Repeat the lines starting with the one that contains "reflective stripe on vest: detect & box" and going on through the end of the items, swapping "stripe" for "band" and changing nothing else.

### EXTRACTED RECORDS ###

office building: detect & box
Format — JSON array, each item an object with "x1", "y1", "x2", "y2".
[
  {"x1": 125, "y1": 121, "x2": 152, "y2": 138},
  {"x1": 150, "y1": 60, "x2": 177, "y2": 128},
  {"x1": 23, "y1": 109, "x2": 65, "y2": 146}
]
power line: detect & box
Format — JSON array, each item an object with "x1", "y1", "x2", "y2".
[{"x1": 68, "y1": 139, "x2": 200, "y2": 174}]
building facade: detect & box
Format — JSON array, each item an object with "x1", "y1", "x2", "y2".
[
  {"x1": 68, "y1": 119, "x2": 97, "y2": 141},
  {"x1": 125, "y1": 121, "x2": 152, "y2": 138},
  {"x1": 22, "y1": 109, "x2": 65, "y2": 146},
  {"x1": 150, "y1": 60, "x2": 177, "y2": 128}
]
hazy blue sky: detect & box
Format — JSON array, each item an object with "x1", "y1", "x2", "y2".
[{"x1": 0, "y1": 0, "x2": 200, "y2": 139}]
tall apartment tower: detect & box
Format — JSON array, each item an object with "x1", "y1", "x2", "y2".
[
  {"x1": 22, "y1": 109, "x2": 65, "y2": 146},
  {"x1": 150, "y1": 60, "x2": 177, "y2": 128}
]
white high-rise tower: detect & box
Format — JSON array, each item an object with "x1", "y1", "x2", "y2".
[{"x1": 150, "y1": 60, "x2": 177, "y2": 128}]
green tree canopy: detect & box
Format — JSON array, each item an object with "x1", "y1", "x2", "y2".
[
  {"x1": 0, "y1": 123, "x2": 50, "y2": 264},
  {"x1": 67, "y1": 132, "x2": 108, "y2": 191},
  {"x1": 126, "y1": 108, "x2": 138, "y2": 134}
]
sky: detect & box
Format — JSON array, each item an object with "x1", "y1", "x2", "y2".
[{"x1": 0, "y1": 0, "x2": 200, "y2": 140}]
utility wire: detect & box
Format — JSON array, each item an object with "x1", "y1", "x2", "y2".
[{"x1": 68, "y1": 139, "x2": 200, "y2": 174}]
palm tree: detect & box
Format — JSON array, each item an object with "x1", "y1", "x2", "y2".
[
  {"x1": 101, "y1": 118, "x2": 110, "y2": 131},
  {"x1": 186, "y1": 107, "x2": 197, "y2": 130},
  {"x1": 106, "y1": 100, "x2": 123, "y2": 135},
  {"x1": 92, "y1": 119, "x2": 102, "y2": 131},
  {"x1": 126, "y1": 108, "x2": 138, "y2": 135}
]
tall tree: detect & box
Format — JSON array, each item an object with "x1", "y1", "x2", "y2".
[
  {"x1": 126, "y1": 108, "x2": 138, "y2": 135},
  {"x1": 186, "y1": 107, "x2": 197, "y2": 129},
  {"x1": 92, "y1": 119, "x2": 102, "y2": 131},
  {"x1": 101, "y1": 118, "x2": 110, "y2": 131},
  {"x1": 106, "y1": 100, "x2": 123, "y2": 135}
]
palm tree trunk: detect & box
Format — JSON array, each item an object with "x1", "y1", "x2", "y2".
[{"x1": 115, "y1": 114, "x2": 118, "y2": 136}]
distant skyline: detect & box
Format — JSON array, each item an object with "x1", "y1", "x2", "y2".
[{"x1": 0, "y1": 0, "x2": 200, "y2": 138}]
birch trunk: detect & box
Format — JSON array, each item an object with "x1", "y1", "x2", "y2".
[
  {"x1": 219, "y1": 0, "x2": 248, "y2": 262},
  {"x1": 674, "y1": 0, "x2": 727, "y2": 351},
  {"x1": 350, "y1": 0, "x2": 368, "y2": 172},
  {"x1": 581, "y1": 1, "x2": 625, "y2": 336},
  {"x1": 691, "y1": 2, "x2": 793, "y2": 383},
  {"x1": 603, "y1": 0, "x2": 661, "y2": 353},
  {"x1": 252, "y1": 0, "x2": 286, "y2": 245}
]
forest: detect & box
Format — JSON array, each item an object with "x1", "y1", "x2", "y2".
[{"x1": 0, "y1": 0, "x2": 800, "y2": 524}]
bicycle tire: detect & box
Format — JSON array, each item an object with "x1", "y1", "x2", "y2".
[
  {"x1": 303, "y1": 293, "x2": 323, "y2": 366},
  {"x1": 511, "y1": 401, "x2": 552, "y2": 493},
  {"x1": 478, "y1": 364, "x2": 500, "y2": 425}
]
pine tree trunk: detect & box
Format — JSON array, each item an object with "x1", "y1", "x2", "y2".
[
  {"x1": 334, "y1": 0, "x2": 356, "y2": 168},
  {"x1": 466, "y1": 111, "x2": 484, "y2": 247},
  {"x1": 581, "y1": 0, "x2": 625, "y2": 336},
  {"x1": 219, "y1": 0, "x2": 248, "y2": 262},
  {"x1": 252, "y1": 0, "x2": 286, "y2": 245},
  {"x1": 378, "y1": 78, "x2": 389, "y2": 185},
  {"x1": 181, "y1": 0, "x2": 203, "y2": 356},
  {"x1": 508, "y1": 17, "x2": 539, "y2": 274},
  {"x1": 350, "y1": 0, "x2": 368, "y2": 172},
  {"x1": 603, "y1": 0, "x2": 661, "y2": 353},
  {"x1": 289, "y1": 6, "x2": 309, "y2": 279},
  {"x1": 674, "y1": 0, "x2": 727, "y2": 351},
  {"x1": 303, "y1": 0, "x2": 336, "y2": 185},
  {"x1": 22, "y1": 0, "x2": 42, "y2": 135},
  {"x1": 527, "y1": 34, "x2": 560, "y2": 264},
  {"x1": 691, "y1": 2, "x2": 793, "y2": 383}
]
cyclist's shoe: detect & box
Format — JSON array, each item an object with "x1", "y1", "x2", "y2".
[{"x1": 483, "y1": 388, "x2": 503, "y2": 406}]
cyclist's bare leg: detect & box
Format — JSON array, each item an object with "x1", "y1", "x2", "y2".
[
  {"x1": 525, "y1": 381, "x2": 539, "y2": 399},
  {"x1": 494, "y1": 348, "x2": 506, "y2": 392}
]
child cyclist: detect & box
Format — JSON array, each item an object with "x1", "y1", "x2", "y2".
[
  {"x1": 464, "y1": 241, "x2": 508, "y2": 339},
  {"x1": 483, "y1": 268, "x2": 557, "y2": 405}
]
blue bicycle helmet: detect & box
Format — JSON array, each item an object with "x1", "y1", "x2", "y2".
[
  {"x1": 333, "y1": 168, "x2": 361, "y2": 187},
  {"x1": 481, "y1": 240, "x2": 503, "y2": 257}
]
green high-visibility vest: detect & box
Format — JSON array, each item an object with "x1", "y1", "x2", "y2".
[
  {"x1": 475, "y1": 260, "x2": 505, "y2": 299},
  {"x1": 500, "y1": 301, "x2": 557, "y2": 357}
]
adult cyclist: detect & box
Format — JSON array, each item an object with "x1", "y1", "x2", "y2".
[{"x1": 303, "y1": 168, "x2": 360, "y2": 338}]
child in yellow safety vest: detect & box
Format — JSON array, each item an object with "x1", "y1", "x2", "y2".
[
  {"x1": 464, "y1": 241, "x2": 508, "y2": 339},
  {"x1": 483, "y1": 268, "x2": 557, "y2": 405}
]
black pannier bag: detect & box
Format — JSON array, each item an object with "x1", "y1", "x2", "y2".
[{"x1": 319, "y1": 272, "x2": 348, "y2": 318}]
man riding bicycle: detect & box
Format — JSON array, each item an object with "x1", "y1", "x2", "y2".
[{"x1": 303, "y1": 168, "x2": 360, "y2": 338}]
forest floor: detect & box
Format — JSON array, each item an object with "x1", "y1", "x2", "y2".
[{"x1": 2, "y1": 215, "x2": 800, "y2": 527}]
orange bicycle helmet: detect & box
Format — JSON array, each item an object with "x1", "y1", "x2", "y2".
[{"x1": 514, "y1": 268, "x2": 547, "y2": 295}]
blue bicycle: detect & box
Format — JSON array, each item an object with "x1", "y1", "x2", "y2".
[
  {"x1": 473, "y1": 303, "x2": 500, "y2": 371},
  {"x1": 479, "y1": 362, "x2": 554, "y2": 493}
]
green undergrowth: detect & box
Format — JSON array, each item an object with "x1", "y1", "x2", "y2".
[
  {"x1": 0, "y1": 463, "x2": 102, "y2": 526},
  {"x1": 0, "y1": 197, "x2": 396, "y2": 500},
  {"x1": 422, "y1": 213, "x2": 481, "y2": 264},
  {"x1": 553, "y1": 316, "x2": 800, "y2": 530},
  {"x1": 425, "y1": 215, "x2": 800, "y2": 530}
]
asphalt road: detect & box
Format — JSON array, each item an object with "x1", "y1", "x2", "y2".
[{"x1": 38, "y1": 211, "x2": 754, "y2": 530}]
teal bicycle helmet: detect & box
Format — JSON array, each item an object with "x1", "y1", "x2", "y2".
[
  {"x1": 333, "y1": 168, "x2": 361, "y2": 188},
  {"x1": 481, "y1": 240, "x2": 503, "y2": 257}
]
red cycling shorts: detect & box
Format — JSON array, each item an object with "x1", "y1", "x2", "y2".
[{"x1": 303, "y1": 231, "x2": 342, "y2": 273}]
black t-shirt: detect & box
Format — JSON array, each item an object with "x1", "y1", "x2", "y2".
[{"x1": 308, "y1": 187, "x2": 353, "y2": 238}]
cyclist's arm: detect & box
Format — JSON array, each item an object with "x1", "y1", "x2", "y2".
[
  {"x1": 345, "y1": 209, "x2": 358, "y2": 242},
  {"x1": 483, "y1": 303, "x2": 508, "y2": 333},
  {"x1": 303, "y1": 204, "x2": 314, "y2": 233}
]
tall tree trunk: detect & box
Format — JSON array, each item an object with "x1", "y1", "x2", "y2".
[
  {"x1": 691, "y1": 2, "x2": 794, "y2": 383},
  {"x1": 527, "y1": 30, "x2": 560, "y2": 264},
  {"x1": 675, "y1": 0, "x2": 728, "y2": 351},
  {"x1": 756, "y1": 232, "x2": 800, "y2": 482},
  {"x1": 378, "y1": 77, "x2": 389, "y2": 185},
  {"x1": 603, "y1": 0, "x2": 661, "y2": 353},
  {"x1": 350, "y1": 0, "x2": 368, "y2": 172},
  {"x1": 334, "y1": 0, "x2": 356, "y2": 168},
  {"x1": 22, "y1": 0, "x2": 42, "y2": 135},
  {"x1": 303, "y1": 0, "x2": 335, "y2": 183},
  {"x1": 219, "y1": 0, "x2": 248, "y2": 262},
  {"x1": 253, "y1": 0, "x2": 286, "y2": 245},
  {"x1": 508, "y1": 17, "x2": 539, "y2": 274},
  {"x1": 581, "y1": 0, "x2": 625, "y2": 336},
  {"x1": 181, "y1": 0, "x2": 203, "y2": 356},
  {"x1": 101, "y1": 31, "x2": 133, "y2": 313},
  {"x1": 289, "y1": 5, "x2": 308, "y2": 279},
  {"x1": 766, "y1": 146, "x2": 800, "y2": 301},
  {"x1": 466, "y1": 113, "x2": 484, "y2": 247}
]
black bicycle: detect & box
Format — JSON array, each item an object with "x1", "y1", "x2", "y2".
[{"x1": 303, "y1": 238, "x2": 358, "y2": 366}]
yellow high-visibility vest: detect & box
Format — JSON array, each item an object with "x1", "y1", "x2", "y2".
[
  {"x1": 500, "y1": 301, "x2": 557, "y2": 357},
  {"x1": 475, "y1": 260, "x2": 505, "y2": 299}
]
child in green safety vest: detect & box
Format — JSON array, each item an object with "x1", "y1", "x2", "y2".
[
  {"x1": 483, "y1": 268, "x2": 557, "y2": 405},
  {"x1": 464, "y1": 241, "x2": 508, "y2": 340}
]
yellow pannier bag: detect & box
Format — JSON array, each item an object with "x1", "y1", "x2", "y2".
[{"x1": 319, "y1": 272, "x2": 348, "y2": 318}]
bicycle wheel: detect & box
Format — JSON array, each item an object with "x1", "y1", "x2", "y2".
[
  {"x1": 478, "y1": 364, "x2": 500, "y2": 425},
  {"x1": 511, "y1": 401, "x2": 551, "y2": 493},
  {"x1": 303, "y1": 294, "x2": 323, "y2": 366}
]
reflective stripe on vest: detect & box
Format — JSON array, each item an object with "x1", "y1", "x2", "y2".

###

ANSWER BELOW:
reflective band on vest: detect & box
Format — JSON array, each item an object with "x1", "y1", "x2", "y2".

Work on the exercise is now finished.